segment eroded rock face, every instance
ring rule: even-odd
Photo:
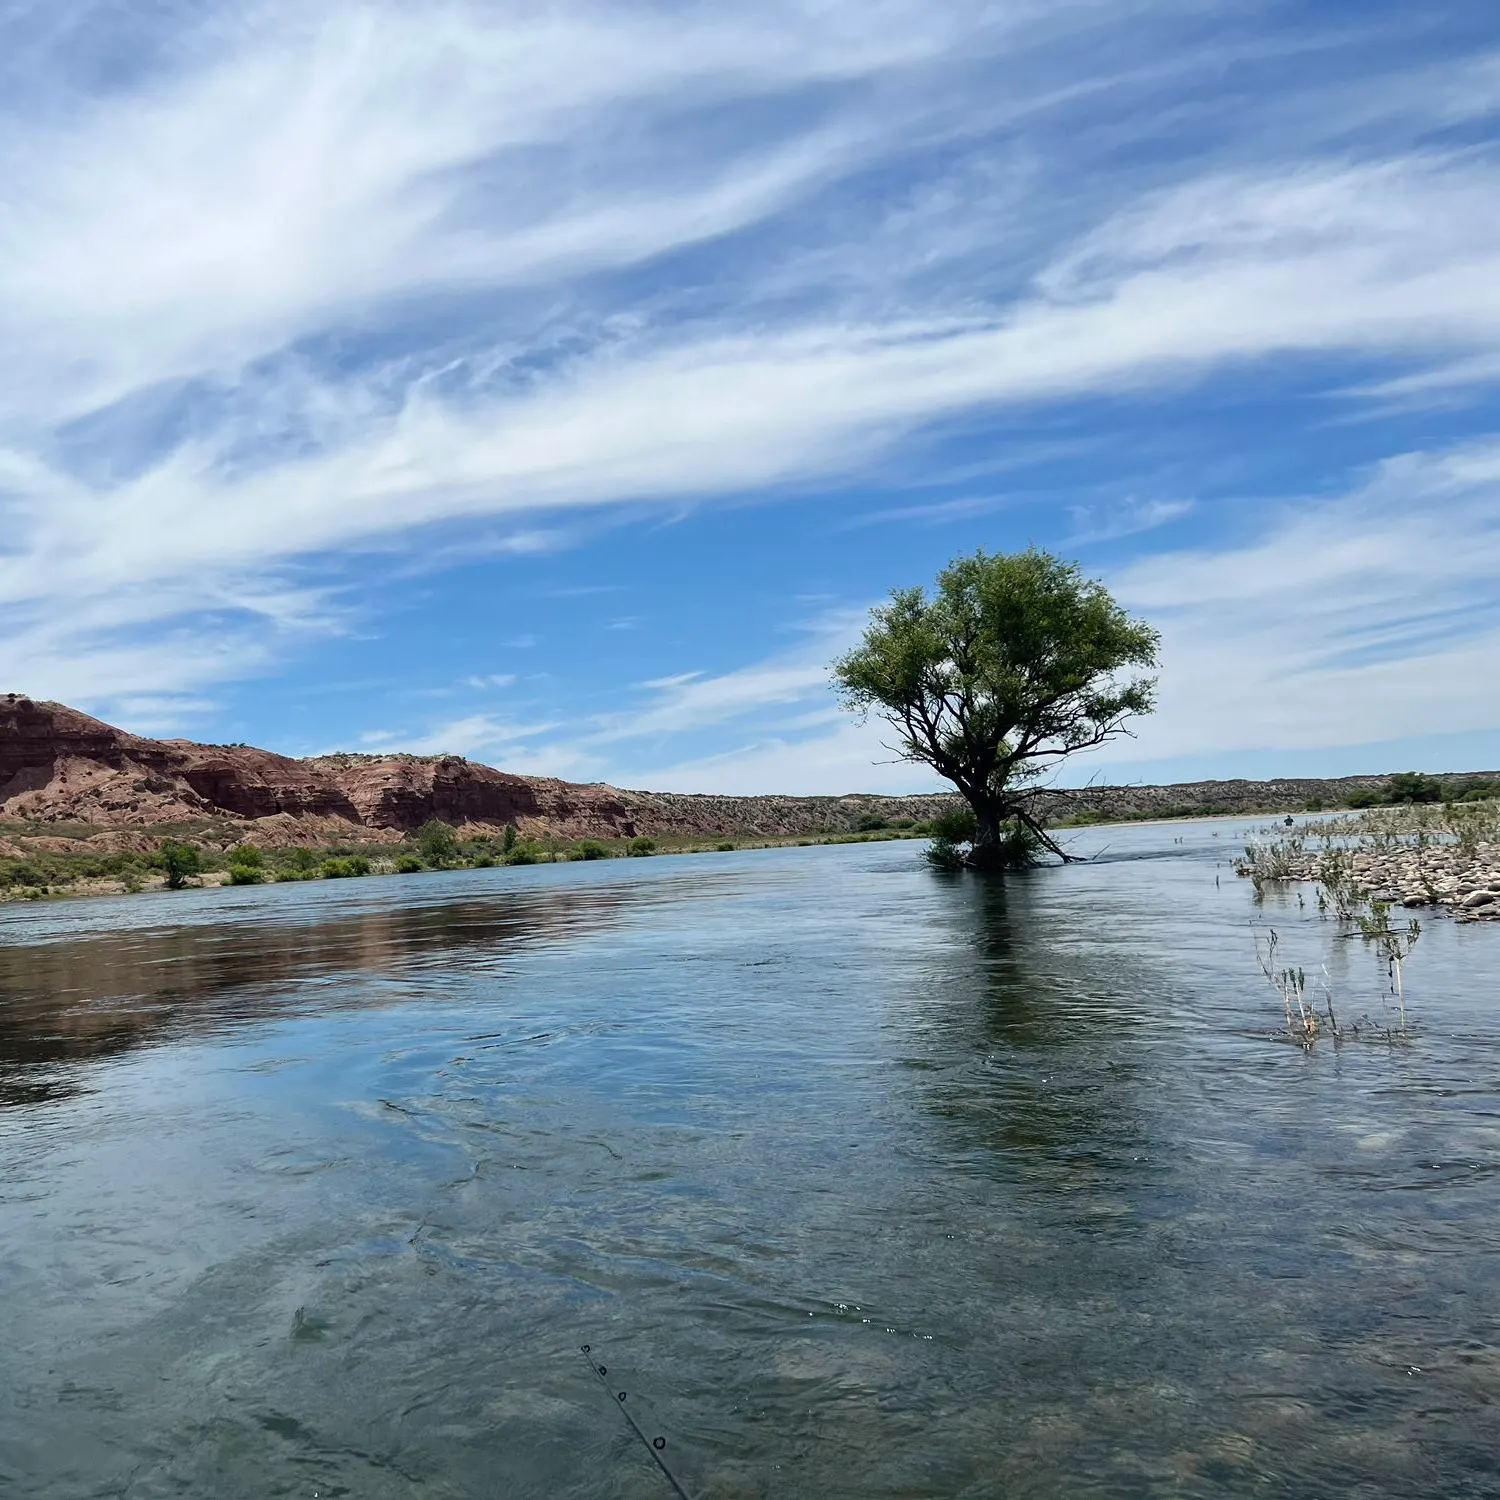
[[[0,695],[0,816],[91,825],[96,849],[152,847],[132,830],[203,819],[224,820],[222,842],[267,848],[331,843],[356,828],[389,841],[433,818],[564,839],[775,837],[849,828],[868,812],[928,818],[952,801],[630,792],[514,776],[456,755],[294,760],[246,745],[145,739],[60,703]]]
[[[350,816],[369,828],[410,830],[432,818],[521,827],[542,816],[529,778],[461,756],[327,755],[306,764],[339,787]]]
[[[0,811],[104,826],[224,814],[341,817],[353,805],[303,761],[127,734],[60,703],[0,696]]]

-- Directions for this task --
All entries are to be retyped exactly. Omit any embedded images.

-- Your solution --
segment eroded rock face, every instance
ring rule: even-odd
Photo:
[[[0,695],[0,816],[91,825],[96,849],[152,847],[132,830],[203,819],[224,820],[222,842],[267,848],[331,843],[356,828],[389,841],[433,818],[564,839],[775,837],[849,828],[868,812],[928,818],[952,801],[630,792],[514,776],[456,755],[294,760],[246,745],[145,739],[60,703]]]
[[[350,816],[369,828],[410,830],[432,818],[521,827],[542,816],[529,778],[461,756],[327,755],[306,764],[339,787]]]
[[[0,811],[104,826],[224,814],[341,817],[353,805],[303,761],[127,734],[60,703],[0,696]]]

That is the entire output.